- [Supplied text]
>>>
During the last three decades, a series of empirical, semi-analytical, and analytical methods have been developed for the estimation of optically shallow bathymetry from remote sensing images [34]. Here, we focus on the empirical methodologies which employ linear- or ratio-based statistical relationships between the log-transformed, water-penetrating bands (most frequently at blue and green wavelengths) and acoustic-derived in situ depth data to calculate SDB. Empirical algorithms assume a priori homogeneous water column and bottom composition; this is rarely the case, however, in a typical coastal Aegean benthic site with several seagrasses neighbouring sands and rocks with algal communities within the optical depth limit of the herein used Sentinel-2. Therefore, the non-unique nature of our selected study sites somehow breaches the assumptions of the empirical approaches. Nevertheless, we examine them here due to their historical significance, simple and widespread utilisation, and good accuracy. Among the investigated models in both training and validation in the two depth ranges (0–12 and 0–25 m), the Lyzenga85 model [28] exhibits the highest R2 and smaller RMSE values on average (0.81 and 2.4 m respectively) followed by the Traganos17 model [31] with an R2 of 0.45 and RMSE of 4.03 m. The empirical model of Stumpf03 features the poorest overall performance with an R2 of 0.3 and RMSE of 4.41 m (Table S1 and S2). All models are tuned in the National Samaria Park over primarily sand- and rocky-covered seabed with sparse seagrass patches and validated over the mainly sandy bottom with a few algae in Apokoronas and the dense seagrass beds with few sands and algae in the Thermaikos Gulf (Figure 4). In comparison to unpublished SDB results in the South Cretan training site using the Dierssen03 [33] empirical band ratio of a super-resolved (60 to 10 m) Sentinel-2 coastal aerosol band 1 to green band 3 tuned with the same in situ depth data with the present study (depth range of 0–30 m), the herein Dierssen03 model produces a lower lower R2 (reduced by 0.19), but also 0.72-m smaller RMSE.
On the other hand, previously published SDB results using Sentinel-2 in the validation site of the Thermaikos [31] with the original Traganos17 algorithm tuned in the same waters at depths between 0 and 20 m explained 1.76 times better the variation, with a 1.19-m smaller RMSE in comparison to the present Traganos17 results. In yet another SDB application in the Thermaikos site [34] with 5-m RapidEye imagery, the use of Dierssen03 empirical ratio exhibited a 0.49 lower R2 with a decreased RMSE of 0.09 m in comparison to the herein validated Dierrsen03 model. In the previous approaches, training and validation data points originated from the same site and thus were characterised by high autocorrelation according to the first law of geography by Tobler which could have caused statistical bias; here, we attempt to lower this bias by employing two independent in situ data sets in two different sites to validate the calibrated empirical models.
<<<
- [Given problem 1]
Please rewrite the records from their first line through the line containing "top-left (1012, 282), bottom-right", replacing "village house" with "farmhouse" and leaving everything else in those lines unchanged.

- [Data for this exercise]
>>>
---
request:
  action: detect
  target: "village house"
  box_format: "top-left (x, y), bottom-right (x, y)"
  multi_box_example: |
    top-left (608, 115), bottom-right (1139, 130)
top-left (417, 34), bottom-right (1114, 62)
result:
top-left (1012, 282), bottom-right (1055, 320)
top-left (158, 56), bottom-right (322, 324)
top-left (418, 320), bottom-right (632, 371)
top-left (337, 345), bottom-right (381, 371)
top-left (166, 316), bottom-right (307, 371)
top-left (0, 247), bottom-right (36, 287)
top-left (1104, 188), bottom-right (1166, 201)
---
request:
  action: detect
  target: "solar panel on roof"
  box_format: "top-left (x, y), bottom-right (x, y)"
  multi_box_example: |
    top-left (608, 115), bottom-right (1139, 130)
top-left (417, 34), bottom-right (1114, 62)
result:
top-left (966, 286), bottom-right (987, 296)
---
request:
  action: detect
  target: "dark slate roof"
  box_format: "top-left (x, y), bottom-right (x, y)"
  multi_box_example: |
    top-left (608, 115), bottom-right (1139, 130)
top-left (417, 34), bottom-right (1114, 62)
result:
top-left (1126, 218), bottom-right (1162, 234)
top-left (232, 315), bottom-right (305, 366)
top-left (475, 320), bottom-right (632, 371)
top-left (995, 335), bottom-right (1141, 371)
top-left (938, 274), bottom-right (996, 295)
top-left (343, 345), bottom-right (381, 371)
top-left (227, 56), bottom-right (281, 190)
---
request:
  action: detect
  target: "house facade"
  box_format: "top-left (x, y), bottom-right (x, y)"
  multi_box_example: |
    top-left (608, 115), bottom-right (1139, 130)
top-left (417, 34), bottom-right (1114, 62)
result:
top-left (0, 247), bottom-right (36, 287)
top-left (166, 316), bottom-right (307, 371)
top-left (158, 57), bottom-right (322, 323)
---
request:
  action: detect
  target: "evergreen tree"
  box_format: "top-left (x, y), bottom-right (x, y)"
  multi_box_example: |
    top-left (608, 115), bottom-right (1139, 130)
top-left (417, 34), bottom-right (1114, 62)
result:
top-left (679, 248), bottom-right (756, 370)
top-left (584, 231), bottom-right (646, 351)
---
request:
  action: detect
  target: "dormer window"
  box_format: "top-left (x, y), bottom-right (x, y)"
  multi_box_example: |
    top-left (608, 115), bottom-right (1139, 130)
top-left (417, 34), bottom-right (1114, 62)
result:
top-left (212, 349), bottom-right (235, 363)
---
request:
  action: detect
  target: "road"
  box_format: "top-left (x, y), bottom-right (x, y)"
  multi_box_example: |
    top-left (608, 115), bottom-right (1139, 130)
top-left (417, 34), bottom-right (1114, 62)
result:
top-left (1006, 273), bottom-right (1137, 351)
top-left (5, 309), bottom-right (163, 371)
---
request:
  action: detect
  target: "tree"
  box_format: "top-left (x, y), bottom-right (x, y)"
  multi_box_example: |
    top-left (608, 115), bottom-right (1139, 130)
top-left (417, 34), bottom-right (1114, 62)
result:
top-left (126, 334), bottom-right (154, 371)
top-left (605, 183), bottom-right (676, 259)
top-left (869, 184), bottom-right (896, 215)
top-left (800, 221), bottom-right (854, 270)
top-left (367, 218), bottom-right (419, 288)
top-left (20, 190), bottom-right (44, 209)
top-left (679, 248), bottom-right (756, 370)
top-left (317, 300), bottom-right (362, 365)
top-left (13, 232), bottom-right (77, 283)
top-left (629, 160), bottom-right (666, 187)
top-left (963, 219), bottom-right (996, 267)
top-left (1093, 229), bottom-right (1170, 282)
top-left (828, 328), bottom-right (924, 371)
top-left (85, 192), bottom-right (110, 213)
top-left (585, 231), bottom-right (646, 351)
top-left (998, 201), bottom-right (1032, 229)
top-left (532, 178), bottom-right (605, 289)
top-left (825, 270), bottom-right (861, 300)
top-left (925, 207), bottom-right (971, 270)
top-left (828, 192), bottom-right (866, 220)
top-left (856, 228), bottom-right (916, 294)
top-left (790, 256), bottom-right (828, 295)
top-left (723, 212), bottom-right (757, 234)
<<<
- [Given problem 2]
List every empirical depth model that the bathymetry passage mentions by name.

- [Complete answer 1]
---
request:
  action: detect
  target: "farmhouse"
  box_format: "top-left (x, y), bottom-right (x, y)"
  multi_box_example: |
    top-left (608, 115), bottom-right (1139, 130)
top-left (417, 34), bottom-right (1114, 62)
result:
top-left (1012, 282), bottom-right (1055, 320)

- [Complete answer 2]
Lyzenga85
Traganos17
Stumpf03
Dierssen03